Could you substitute "visible in the photo" for "visible on the shelves" in every entry below and return the entries otherwise unchanged, leaving out the pictures?

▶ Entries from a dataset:
◆ ◆ ◆
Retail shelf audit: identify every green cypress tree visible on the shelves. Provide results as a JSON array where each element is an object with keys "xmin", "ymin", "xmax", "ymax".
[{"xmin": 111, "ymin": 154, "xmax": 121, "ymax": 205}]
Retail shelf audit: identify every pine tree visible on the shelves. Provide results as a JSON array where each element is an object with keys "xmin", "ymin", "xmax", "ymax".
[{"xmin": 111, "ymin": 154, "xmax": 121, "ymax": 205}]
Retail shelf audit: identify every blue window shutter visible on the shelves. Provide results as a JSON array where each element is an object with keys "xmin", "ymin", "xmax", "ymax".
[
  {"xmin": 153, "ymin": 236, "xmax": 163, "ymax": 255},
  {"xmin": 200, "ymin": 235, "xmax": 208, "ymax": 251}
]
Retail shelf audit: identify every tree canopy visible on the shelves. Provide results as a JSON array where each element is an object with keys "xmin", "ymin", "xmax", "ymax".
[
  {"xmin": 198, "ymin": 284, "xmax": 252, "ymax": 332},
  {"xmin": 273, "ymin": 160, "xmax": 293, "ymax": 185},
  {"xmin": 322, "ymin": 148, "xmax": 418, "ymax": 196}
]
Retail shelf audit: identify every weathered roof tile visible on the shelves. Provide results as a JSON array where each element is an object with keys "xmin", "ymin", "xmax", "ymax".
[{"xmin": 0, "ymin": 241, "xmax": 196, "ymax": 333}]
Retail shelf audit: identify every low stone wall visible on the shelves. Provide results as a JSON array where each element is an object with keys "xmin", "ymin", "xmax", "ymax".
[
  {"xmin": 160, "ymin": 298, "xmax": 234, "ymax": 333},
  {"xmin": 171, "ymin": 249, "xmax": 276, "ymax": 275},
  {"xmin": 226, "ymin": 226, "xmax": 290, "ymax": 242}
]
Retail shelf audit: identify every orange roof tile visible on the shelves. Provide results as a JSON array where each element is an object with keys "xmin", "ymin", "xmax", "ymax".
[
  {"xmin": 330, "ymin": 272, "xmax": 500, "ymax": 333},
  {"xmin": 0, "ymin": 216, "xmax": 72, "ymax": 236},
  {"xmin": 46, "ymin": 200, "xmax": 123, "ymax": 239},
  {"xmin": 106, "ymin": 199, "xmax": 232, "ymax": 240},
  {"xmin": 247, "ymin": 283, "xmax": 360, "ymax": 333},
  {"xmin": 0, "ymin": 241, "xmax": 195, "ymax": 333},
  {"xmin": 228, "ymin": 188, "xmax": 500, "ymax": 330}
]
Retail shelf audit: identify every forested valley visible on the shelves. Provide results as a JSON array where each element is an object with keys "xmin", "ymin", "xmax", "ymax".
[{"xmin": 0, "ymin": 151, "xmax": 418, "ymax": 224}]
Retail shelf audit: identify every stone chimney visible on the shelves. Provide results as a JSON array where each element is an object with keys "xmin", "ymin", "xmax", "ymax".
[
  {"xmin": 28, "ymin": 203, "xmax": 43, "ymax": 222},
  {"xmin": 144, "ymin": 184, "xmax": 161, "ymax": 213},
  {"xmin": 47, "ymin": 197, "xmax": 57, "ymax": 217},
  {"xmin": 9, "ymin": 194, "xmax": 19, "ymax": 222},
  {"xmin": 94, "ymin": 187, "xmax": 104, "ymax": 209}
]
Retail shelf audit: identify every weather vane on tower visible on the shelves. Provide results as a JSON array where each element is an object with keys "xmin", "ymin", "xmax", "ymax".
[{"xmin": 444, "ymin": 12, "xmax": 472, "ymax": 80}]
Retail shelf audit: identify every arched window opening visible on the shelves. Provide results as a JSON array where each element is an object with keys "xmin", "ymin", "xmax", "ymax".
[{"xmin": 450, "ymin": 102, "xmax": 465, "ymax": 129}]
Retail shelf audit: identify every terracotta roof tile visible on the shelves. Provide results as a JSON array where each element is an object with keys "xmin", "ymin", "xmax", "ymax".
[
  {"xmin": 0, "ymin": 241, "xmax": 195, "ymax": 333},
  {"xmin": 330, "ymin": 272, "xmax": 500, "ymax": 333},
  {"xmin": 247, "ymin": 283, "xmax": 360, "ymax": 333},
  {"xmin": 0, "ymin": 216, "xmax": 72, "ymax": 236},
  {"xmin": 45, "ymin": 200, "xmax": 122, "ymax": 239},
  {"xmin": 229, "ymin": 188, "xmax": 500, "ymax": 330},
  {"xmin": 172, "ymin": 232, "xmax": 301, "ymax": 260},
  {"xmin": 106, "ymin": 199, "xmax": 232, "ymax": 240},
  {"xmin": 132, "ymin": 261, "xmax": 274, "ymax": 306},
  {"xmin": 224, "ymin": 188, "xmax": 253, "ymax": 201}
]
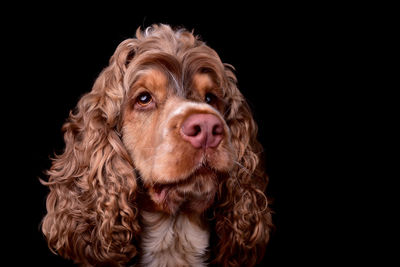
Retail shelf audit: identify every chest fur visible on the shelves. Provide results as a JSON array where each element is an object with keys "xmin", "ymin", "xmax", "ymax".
[{"xmin": 141, "ymin": 212, "xmax": 209, "ymax": 267}]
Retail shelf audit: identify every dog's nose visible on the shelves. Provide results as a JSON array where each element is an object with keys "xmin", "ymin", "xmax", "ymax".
[{"xmin": 181, "ymin": 114, "xmax": 224, "ymax": 148}]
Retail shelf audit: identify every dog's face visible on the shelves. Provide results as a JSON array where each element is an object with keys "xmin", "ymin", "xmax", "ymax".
[{"xmin": 122, "ymin": 68, "xmax": 233, "ymax": 213}]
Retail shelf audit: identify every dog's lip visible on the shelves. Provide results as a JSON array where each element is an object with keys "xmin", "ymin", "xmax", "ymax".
[{"xmin": 151, "ymin": 165, "xmax": 215, "ymax": 189}]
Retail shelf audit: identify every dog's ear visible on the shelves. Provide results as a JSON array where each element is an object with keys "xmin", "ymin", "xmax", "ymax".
[
  {"xmin": 214, "ymin": 65, "xmax": 272, "ymax": 266},
  {"xmin": 42, "ymin": 39, "xmax": 140, "ymax": 265}
]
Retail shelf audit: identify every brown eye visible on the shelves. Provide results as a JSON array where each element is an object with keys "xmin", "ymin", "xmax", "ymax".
[
  {"xmin": 204, "ymin": 93, "xmax": 217, "ymax": 105},
  {"xmin": 136, "ymin": 92, "xmax": 153, "ymax": 107}
]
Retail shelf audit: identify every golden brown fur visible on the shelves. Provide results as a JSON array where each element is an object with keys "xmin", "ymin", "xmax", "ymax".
[{"xmin": 42, "ymin": 25, "xmax": 272, "ymax": 266}]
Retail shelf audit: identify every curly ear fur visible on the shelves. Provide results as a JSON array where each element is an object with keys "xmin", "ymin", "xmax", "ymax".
[
  {"xmin": 42, "ymin": 39, "xmax": 140, "ymax": 266},
  {"xmin": 213, "ymin": 65, "xmax": 272, "ymax": 266}
]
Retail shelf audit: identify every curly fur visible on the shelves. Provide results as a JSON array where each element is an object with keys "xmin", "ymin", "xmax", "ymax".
[{"xmin": 42, "ymin": 25, "xmax": 272, "ymax": 266}]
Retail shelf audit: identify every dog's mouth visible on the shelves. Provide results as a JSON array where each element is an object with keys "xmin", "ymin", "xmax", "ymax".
[{"xmin": 148, "ymin": 165, "xmax": 218, "ymax": 213}]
◆ ◆ ◆
▶ Solution to this problem:
Retail shelf audit: identify every green cypress tree visible in the photo. Provide results as a JSON array where each element is an object with keys "xmin", "ymin", "xmax", "ymax".
[{"xmin": 111, "ymin": 154, "xmax": 121, "ymax": 205}]
Retail shelf audit: identify every pine tree visible in the photo. Provide results as a JSON array where each element is an object with keys "xmin", "ymin", "xmax", "ymax".
[{"xmin": 111, "ymin": 154, "xmax": 121, "ymax": 205}]
Retail shelf audit: identify every blue window shutter visible in the photo. Provide results as a JSON array where each element is an object with keys "xmin", "ymin", "xmax", "ymax".
[
  {"xmin": 153, "ymin": 236, "xmax": 163, "ymax": 255},
  {"xmin": 200, "ymin": 235, "xmax": 208, "ymax": 251}
]
Retail shelf audit: identify every tree canopy visible in the photo. Provide results as a JSON array where each element is an object with keys "xmin", "ymin", "xmax", "ymax".
[
  {"xmin": 198, "ymin": 284, "xmax": 252, "ymax": 332},
  {"xmin": 273, "ymin": 160, "xmax": 293, "ymax": 185},
  {"xmin": 322, "ymin": 148, "xmax": 418, "ymax": 196}
]
Retail shelf audit: identify every weathered roof tile visible in the photo. Provide results as a JSON array where each element is an object with keys "xmin", "ymin", "xmax", "ymax".
[{"xmin": 0, "ymin": 241, "xmax": 196, "ymax": 333}]
Retail shelf audit: identify every low stone wall visible in the photo. Provide results as a JSON array where each element is an object with keys "xmin", "ymin", "xmax", "ymax".
[
  {"xmin": 160, "ymin": 298, "xmax": 234, "ymax": 333},
  {"xmin": 171, "ymin": 249, "xmax": 276, "ymax": 275},
  {"xmin": 226, "ymin": 226, "xmax": 290, "ymax": 242}
]
Retail shelf audit: identify every orange roof tile visible in the photo. Provide results as a JSON array where each element is an object with keys "xmin", "ymin", "xmax", "ymax".
[
  {"xmin": 330, "ymin": 272, "xmax": 500, "ymax": 333},
  {"xmin": 0, "ymin": 216, "xmax": 72, "ymax": 236},
  {"xmin": 46, "ymin": 200, "xmax": 123, "ymax": 239},
  {"xmin": 106, "ymin": 199, "xmax": 232, "ymax": 240},
  {"xmin": 247, "ymin": 283, "xmax": 360, "ymax": 333},
  {"xmin": 0, "ymin": 241, "xmax": 195, "ymax": 333},
  {"xmin": 228, "ymin": 188, "xmax": 500, "ymax": 330}
]
Retail shelf audit: identify every forested valley visible in the photo. Provide results as a JSON array where each element is an object with keys "xmin", "ymin", "xmax", "ymax".
[{"xmin": 0, "ymin": 151, "xmax": 418, "ymax": 224}]
Retail shelf audit: identify every stone chimney visible in the photo. Provide results as a JSON array where each element is an object with keys "xmin", "ymin", "xmax", "ymax".
[
  {"xmin": 28, "ymin": 203, "xmax": 43, "ymax": 222},
  {"xmin": 144, "ymin": 184, "xmax": 161, "ymax": 213},
  {"xmin": 47, "ymin": 197, "xmax": 57, "ymax": 217},
  {"xmin": 9, "ymin": 194, "xmax": 19, "ymax": 222},
  {"xmin": 94, "ymin": 187, "xmax": 104, "ymax": 209}
]
Retail shelf audit: identify every weather vane on tower visible in the photo. Provide results as a JSON array where each element is an object with keys "xmin", "ymin", "xmax", "ymax".
[{"xmin": 444, "ymin": 12, "xmax": 472, "ymax": 80}]
Retail shelf audit: identify every arched window opening visible in the photo. Provide results as a JSON array where each element is an object with keys "xmin", "ymin", "xmax", "ymax".
[{"xmin": 450, "ymin": 102, "xmax": 465, "ymax": 129}]
Retail shelf audit: identify every terracotta roof tile visible in the photo. Provide results as a JSON array where each element is an object with keys "xmin", "ymin", "xmax", "ymax".
[
  {"xmin": 0, "ymin": 241, "xmax": 195, "ymax": 333},
  {"xmin": 330, "ymin": 272, "xmax": 500, "ymax": 333},
  {"xmin": 247, "ymin": 283, "xmax": 360, "ymax": 333},
  {"xmin": 0, "ymin": 216, "xmax": 72, "ymax": 236},
  {"xmin": 45, "ymin": 200, "xmax": 122, "ymax": 239},
  {"xmin": 229, "ymin": 188, "xmax": 500, "ymax": 330},
  {"xmin": 172, "ymin": 232, "xmax": 301, "ymax": 260},
  {"xmin": 106, "ymin": 199, "xmax": 232, "ymax": 240},
  {"xmin": 132, "ymin": 261, "xmax": 274, "ymax": 306},
  {"xmin": 224, "ymin": 188, "xmax": 253, "ymax": 201}
]
Retail shelf audit: identify every chest fur visible in the photo. Provide results as a JSON array where each element is an object with keys "xmin", "ymin", "xmax", "ymax".
[{"xmin": 141, "ymin": 212, "xmax": 209, "ymax": 267}]
Retail shelf audit: identify every dog's nose visible in the photo. Provide results as a JSON array where each element is an object with keys "xmin", "ymin", "xmax", "ymax".
[{"xmin": 181, "ymin": 114, "xmax": 224, "ymax": 148}]
Retail shelf audit: identify every dog's face visible in the photo. Provide results as a JSON array where each element is an object with keys "xmin", "ymin", "xmax", "ymax".
[{"xmin": 122, "ymin": 68, "xmax": 233, "ymax": 213}]
Retail shelf audit: identify every dog's lip visible in the photo. Provide results as a JSON array where each element is an object with keys "xmin", "ymin", "xmax", "ymax".
[{"xmin": 151, "ymin": 165, "xmax": 215, "ymax": 189}]
Retail shelf audit: identify every dog's ear visible in the photo. Provide results as a JSON array where each element is an object with keys "xmin", "ymin", "xmax", "ymax".
[
  {"xmin": 214, "ymin": 65, "xmax": 272, "ymax": 266},
  {"xmin": 42, "ymin": 39, "xmax": 140, "ymax": 265}
]
Retail shelf audit: identify every brown eye visible in the photo. Provide results as a JSON array where each element is an object with keys "xmin", "ymin", "xmax", "ymax".
[
  {"xmin": 204, "ymin": 93, "xmax": 217, "ymax": 105},
  {"xmin": 136, "ymin": 92, "xmax": 153, "ymax": 107}
]
Retail shelf audit: identify every golden brown fur visible in the photo. Provide results as a JSON array where each element is an object with keys "xmin", "ymin", "xmax", "ymax".
[{"xmin": 42, "ymin": 25, "xmax": 272, "ymax": 266}]
Retail shelf audit: identify every curly ear fur visible in the photo. Provide results as a JSON array where each element is an object with keys "xmin", "ymin", "xmax", "ymax".
[
  {"xmin": 42, "ymin": 39, "xmax": 140, "ymax": 266},
  {"xmin": 213, "ymin": 65, "xmax": 272, "ymax": 266}
]
Retail shelf audit: identify every curly fur visible in the photo. Provide results as a JSON array where each element is an object with keys "xmin", "ymin", "xmax", "ymax".
[{"xmin": 42, "ymin": 25, "xmax": 272, "ymax": 266}]
Retail shelf audit: identify every dog's mouth visible in the photo. Provide results as a JSON array where each element is an object with keys "xmin", "ymin", "xmax", "ymax".
[{"xmin": 148, "ymin": 165, "xmax": 218, "ymax": 213}]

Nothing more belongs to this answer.